====== Alıştırma metni ======

Bu genel kurulun en çok göze çarpan özelliği ise ABD ve Çin arasındaki gerilimi gözler önüne sermesi.
ABD Başkanı Donald Trump'ın “Önce ABD” diyen politikası, ülkenin birçok uluslararası anlaşmadan çekilmesinde kendini gösterdi.
ABD, küresel alandan kendi kabuğuna çekilirken Çin ise BM'nin destekçisi olarak ortaya çıktı.
Birleşmiş Milletler (BM) Genel Sekreteri Antonio Guterres, özellikle pandemi zamanında iyice anlaşıldığı üzere dünyanın daha fazla birliğe ihtiyaç duyduğunu söyledi.
Fransa Cumhurbaşkanı Emmanuel Macron ise önceden kaydedilen ve dün yayımlanan konuşmasında, dünyanın ABD ve Çin arasındaki rekabete bırakılamaması gerektiğini vurguladı.
Bu kutuplaşmış dünyanın yeniden bir askeri çatışmaya girip girmeyeceği ise kafalardaki en büyük soru işareti.
Guterres, yeni bir Soğuk Savaş ihtimaline karşı uyarıda bulunarak dünyanın tehlikeli bir yere doğru ilerlediğini ve iki büyük ekonomi arasında bölünmesinin engellenmesi gerektiğini vurguladı.
Şi: Ne Soğuk Ne Sıcak Savaş
Çin Devlet Başkanı Şi Jinping ise konuşmasında ülkesinin ne soğuk ne de sıcak bir savaşa girmeye niyetinin olmadığını dile getirdi.
Her ne kadar Guterres konuşmasında dayanışmanın anahtar olduğunu söylese de bir saat sonra videosu yayımlanan Trump ise her ülkenin kendisinin yaptığı gibi yapması gerektiğini, yani kendi çıkarlarını öncelemesinin önemini dile getirdi.
O yüzden ABD seçimlerinin sonuçları da bu açıdan ilgi çekici olacak.
Dünyada dengeler değişir, taraflar yeniden şekillenirken çok kutuplu dünyanın nasıl uyum sağlayacağı ve lider konumunda yeni bir ülkenin çıkıp çıkmayacağı en önemli mevzu olacak.

====== Veri kesiti ======

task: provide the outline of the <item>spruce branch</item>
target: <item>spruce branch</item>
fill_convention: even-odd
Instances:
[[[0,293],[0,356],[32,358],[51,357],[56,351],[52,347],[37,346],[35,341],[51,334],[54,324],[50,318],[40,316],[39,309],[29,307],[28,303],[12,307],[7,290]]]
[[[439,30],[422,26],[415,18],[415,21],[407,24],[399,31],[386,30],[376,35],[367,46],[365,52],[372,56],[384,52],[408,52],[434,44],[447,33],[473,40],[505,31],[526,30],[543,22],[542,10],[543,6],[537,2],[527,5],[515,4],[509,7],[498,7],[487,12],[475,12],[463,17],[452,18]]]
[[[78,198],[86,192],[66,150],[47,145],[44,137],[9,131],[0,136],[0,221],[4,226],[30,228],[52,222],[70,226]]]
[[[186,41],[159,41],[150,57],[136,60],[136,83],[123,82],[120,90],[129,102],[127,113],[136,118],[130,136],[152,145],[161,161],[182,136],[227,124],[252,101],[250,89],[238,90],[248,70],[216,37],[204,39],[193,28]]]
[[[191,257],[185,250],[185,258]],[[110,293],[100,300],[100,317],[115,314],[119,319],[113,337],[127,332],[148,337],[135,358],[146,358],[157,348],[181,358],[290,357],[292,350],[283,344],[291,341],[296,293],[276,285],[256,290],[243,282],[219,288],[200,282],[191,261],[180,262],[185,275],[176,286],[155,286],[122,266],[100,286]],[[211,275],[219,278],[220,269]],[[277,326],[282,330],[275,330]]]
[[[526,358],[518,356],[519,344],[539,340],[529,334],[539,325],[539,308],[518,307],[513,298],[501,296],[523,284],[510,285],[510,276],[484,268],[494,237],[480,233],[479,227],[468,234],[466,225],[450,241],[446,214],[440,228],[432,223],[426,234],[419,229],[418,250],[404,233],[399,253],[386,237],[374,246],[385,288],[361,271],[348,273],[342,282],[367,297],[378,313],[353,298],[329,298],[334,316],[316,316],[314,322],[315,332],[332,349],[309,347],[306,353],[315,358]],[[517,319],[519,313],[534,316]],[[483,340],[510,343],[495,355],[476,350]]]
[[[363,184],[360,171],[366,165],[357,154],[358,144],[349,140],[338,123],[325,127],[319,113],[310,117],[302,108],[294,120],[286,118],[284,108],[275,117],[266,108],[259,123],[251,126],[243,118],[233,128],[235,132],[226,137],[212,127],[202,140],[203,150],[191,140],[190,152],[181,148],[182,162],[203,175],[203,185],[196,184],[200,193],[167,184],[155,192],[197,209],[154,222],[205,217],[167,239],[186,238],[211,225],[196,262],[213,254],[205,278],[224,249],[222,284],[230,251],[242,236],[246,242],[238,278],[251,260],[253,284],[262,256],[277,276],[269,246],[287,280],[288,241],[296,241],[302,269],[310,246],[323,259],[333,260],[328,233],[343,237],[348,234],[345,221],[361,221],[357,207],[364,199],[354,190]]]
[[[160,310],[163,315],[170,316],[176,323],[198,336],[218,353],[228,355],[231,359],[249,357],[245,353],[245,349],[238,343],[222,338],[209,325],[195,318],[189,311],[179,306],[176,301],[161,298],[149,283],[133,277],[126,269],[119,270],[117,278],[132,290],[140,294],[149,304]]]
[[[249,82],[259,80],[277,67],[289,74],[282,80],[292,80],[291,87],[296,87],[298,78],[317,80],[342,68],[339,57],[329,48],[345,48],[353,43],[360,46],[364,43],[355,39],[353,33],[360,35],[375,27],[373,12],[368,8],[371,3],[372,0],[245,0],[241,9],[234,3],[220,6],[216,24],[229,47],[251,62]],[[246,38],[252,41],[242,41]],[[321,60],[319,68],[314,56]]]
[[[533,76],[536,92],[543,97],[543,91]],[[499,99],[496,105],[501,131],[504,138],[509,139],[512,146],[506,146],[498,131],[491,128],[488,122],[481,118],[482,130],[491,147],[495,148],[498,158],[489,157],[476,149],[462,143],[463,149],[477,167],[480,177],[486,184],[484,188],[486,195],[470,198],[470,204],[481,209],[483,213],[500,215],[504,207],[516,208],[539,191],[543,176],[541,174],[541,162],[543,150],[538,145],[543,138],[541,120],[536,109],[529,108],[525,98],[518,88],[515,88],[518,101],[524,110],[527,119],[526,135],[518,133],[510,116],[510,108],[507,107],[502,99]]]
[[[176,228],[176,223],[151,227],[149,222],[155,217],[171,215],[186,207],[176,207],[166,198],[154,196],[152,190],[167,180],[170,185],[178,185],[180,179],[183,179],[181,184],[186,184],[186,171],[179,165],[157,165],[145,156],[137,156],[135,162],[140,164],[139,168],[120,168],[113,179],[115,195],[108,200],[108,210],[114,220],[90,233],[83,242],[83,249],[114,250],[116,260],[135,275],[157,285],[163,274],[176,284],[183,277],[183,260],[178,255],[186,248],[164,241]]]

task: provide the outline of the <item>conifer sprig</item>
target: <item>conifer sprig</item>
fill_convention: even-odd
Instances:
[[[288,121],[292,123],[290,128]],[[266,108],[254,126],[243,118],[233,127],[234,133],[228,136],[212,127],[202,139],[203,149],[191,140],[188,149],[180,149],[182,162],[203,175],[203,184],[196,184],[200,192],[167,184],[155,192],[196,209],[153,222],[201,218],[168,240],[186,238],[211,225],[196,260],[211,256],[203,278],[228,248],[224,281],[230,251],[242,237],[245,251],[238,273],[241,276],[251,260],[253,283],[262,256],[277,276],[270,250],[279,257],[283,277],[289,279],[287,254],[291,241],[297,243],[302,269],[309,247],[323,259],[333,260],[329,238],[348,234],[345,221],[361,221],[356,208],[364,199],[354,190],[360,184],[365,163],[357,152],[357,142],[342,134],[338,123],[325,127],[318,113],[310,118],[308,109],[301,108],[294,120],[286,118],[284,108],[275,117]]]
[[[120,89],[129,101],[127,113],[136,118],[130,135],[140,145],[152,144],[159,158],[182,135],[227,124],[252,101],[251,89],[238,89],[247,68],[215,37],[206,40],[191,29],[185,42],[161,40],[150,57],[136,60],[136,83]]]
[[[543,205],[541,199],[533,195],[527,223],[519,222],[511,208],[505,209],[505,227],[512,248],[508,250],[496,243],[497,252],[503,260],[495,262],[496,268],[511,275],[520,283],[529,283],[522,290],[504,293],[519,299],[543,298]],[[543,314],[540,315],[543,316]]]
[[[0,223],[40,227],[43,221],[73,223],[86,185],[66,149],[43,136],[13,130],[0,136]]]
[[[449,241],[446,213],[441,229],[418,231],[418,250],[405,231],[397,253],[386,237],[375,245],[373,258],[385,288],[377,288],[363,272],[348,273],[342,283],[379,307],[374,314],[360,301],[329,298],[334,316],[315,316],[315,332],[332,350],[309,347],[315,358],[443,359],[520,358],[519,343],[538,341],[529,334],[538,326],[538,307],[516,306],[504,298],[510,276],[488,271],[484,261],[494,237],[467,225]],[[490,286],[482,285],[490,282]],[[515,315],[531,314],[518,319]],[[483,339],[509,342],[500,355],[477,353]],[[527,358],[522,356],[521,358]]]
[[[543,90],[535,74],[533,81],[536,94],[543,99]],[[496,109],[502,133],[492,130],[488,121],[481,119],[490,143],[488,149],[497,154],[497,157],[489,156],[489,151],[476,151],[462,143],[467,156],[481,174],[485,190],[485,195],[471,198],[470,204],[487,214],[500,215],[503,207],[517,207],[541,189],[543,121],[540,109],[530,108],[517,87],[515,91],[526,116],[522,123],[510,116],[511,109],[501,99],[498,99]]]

======

• **Yapılacak iş**:
Yukarıdaki alıştırma metnine göre aşağıdaki ifadelerin her birinin metinle uyuşup uyuşmadığını evet ya da hayır diye belirtin ve kararı veren sözleri metinden aynen alıntılayın.
1. Macron'un konuşması önceden kaydedilmişti.
2. Trump'ın videosu, Guterres'in konuşmasından bir saat önce yayımlandı.
3. Şi Jinping, Çin'in sıcak bir savaşa girmeye niyeti olmadığını söyledi.

• **Cevap alanı**:
1. Evet: "önceden kaydedilen ve dün yayımlanan konuşmasında"
2. Hayır: "bir saat sonra videosu yayımlanan Trump"
3. Evet: "ülkesinin ne soğuk ne de sıcak bir savaşa girmeye niyetinin olmadığını"